● INSTRUCTIONS TO FOLLOW
Please state how many lines of the records below contain the string "span". Reply with the number alone.

* start *

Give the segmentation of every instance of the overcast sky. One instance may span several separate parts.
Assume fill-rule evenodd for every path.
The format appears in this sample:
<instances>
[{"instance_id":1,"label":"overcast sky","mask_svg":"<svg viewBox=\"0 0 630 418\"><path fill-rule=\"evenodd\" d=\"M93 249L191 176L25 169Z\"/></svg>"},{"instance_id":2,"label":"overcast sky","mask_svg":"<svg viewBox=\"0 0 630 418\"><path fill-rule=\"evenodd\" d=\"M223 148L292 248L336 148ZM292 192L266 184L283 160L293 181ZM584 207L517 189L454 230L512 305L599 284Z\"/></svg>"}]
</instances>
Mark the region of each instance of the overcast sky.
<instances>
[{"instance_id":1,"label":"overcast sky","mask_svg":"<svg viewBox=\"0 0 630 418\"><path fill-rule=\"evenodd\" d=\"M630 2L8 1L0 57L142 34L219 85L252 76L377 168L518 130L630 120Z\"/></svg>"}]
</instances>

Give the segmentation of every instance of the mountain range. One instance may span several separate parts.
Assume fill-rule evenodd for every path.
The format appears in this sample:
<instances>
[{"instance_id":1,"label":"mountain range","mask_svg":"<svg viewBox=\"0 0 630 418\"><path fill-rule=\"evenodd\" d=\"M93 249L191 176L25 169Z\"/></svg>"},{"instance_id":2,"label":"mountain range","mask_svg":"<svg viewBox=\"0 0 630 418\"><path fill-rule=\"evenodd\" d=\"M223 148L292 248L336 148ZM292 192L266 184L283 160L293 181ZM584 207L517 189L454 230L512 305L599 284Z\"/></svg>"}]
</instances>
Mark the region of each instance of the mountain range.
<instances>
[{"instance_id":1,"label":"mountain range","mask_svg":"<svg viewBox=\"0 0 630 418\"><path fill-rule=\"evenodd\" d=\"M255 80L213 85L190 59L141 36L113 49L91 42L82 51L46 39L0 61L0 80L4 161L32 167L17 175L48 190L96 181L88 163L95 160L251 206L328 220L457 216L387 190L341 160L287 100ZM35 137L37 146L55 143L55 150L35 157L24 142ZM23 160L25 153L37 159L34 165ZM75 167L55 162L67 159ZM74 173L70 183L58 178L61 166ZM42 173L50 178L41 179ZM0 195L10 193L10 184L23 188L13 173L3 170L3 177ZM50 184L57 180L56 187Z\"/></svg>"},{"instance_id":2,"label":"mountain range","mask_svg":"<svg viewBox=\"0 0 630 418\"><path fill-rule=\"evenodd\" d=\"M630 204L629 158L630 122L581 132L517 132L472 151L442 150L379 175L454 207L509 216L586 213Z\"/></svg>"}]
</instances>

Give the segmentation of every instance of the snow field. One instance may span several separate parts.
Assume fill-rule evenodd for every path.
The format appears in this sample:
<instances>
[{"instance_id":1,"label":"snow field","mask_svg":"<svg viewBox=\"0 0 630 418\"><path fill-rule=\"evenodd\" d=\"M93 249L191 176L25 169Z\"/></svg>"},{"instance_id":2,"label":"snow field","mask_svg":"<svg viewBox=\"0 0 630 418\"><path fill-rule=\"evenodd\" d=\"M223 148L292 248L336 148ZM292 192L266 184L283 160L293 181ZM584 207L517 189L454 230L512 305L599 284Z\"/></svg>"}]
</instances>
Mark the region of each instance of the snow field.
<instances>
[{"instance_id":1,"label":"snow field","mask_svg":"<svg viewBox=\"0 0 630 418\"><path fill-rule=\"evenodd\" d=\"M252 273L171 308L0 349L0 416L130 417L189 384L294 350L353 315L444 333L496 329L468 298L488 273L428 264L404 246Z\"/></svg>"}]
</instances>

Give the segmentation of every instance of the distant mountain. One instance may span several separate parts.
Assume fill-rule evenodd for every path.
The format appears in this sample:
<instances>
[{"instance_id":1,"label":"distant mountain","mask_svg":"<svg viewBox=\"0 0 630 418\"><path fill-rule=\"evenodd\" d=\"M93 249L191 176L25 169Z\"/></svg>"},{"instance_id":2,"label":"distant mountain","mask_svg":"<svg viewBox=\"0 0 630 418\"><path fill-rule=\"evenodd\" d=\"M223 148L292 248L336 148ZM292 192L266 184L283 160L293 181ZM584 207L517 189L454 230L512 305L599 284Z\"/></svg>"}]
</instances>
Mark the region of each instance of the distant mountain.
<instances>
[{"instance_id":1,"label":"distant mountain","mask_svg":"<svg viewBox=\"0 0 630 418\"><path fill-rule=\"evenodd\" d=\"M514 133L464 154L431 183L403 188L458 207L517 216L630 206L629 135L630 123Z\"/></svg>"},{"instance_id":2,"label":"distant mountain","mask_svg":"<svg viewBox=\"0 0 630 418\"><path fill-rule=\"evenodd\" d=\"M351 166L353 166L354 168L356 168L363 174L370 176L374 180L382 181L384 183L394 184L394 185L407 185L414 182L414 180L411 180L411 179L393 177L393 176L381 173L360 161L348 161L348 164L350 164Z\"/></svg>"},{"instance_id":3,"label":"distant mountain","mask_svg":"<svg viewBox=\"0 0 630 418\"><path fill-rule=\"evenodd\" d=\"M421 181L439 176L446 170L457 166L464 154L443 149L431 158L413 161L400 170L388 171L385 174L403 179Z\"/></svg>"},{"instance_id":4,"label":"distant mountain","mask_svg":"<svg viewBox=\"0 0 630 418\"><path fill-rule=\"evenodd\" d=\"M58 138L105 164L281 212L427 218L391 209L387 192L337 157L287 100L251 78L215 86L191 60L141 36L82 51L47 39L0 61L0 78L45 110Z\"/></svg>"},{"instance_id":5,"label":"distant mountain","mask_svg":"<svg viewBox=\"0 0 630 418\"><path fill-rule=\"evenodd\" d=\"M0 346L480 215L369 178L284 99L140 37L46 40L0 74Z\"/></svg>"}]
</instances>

* end *

● RESPONSE FOR THIS EXERCISE
4